Wolfgang Sofsky verteidigt in seinem neuesten Buch das Private und wehrt sich gegen die zunehmende Überwachung des Einzelnen – sei es durch den Arbeitgeber oder durch den Staat.
Privatheit ist das Fundament der Freiheit, und diese Freiheit schützt vor jedweder Macht.

Die Zerstörung der Privaten ist seit Jahren in vollem Gange. Die Aufregung über Datendiebstahl, heimliche Personal- und Telefonüberwachung, extensive Polizeifahndung oder umfassende Sicherheitskontrollen währt immer nur kurz. Sie bedeutet kaum mehr als ein kurzes Aufschrecken aus dem Tiefschlaf kollektiver Bequemlichkeit. Den allermeisten Untertanen ist es längst selbstverständlich, registriert, ausgespäht, bevormundet und immerfort beschwichtigt zu werden. Unbedingt möchten sie an die Versprechen der Obrigkeit glauben. Unter dem Vorwand, für Bildung, Volksgesundheit und soziale Gerechtigkeit zu sorgen, forscht sie die Untertanen aus, dokumentiert Auffälligkeiten und überzieht ihr Leben mit Verboten und Vorschriften. Leichtfertig glaubt der Bürger an Warnungen vor „abstrakten“ Terrorgefahren, mit denen der Sicherheitsapparat die Alltagsspionage zu begründen pflegt. Die Entwicklung zum Präventionsstaat scheint unaufhaltsam.

Etwas empfindlicher reagiert die Bevölkerung bei einem Überwachungsskandal in einer Firma oder bei der kommerziellen Verwertung von Kundendaten. Das Ansehen der Wirtschaft ist ohnehin beschädigt. Markt und Management gelten weithin als Arena privater Habgier. Obgleich die ökonomische Informationsmacht nahezu unbemerkt anwächst, beschleicht viele das Gefühl, dass die Anbieter weit mehr über ihre Kunden wissen als jene von der Qualität der angepriesenen Produkte. Wie der Staat seine Kontrollmacht erweitert, so sind auch die Unternehmen darauf erpicht, geheime Wünsche zu ermitteln und in lukrative Bahnen zu lenken. Wie der Staat die Illusion der Sicherheit schürt, so träumt das Privatunternehmen von der Zähmung des Marktes. Wird die Lage allzu unübersichtlich und gerät die Firma an den Rand des Ruins, vergisst auch die Wirtschaftselite alle früheren Bekenntnisse zur Marktfreiheit und schlüpft eilfertig unter den staatlichen Schutzmantel der Bestandsgarantien, Bürgschaften oder Investitionsprogramme. Den Launen der Nachfrage und den Risiken der Insolvenz will sie um jeden Preis entgehen. Weder der Staat noch der Markt garantieren mithin die Freiheit des privaten Lebens.

* Datensatz:

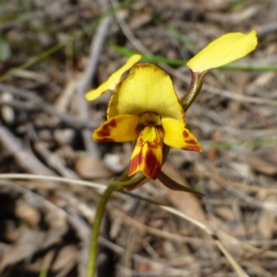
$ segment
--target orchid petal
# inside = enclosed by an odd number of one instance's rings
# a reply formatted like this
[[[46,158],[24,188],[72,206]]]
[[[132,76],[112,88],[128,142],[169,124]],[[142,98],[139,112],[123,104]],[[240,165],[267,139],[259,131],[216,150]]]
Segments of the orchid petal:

* Aufgaben:
A - Schreiben Sie aus dem Text zur Privatheit alles von „Wolfgang Sofsky verteidigt“ bis hinunter zu „vor jedweder Macht.“ wortgetreu ab.
B - Beantworten Sie zum Text zur Privatheit diese Fragen:
(i) Wogegen wehrt sich Wolfgang Sofsky in seinem neuesten Buch?
(ii) Womit pflegt der Sicherheitsapparat die Alltagsspionage zu begründen?
(iii) Unter welchen Schutzmantel schlüpft die Wirtschaftselite, wenn die Firma an den Rand des Ruins gerät?
C - Führen Sie den Text zur Privatheit nach seinem letzten Satz weiter.
Die Einträge stammen aus einer anderen Quelle als der Text zur Privatheit.

* Lösungen:
A -
Wolfgang Sofsky verteidigt in seinem neuesten Buch das Private und wehrt sich gegen die zunehmende Überwachung des Einzelnen – sei es durch den Arbeitgeber oder durch den Staat.
Privatheit ist das Fundament der Freiheit, und diese Freiheit schützt vor jedweder Macht.

B -
(i) Gegen die zunehmende Überwachung des Einzelnen, sei es durch den Arbeitgeber oder durch den Staat.
(ii) Mit Warnungen vor „abstrakten“ Terrorgefahren.
(iii) Unter den staatlichen Schutzmantel der Bestandsgarantien, Bürgschaften oder Investitionsprogramme.

C -
Rufe der Empörung werden laut, wenn Fälle von Kindesmord, Vergewaltigung oder chronischem Inzest publik werden. Anwohner geben zunächst vor, nichts, aber auch gar nichts gewusst zu haben. Dann, nach reiflicher Bedenkzeit, räumen sie ein, etwas geahnt zu haben. Und schließlich, nachdem weitere Frist verstrichen ist, verkünden sie auf einmal, es eigentlich immer schon gewusst zu haben. Das Dunkelfeld von Gleichgültigkeit, Scham und Verleugnung erstreckt sich über diverse Intimzonen. Sexueller Missbrauch der Kinder wird von den Ehefrauen häufig vertuscht. Eltern traktieren ihre Kinder mit Schlägen oder lassen sie aus Gedankenlosigkeit in einer Kammer verhungern.

Eine unerwünschte Schwangerschaft kann von den Angehörigen, Kollegen, ja sogar von der werdenden Mutter ignoriert werden. Auch im Privatleben wollen Menschen häufig nicht wahrhaben, was (Wittgenstein zum Trotz) der Fall ist. Doch rechtfertigt dies den Appell nach staatlicher Generalfürsorge, nach der Dauerkontrolle durch Beamte, Nachbarn und Denunzianten? Manche Problemfamilie war längst aktenkundig und wurde regelmäßig observiert, bevor es zur Untat kam. Niemand konnte damit rechnen. Es ist eine Banalität, dass der Schutz des Privaten keinen Frevel rechtfertigt. Die falsche Scham der Vertuschung kann Beihilfe zu einem Verbrechen sein. Aber es ist nicht die Freiheit, welche den Unhold erschafft. Verbrechen gedeihen im privaten wie im öffentlichen Bereich. Freiheit, die nicht missbraucht werden kann, ist keine. Man kann sie nicht schützen, indem man sie kurzerhand beseitigt. Die praktische Verteidigung des Privaten stößt mithin auf mehrere Barrieren. Da ist der Wunsch nach Versorgung, Sicherheit und Vertrauen, der eine staatsgläubige Gesellschaft durchzieht und ihre kulturellen Gewohnheiten tief prägt.

Bei jeder Gefahr, jeder Unsitte oder Misshelligkeit ertönt prompt der Ruf nach Eingriffen und Verboten. Missmut und Verdrossenheit gegenüber der Politik rühren nicht zuletzt daher, dass der Staat diese Illusion familiärer Geborgenheit enttäuschen muss. Nie und nimmer können Behörden die sozialen Ansprüche nach umfassender Sekurität erfüllen. Das Programm der Prävention ist uferlos. Dass Politiker ihr Wahlvolk das rechte Fürchten lehren wollen, ist nur ein durchsichtiges Manöver, um die Exekutivmacht zu erweitern.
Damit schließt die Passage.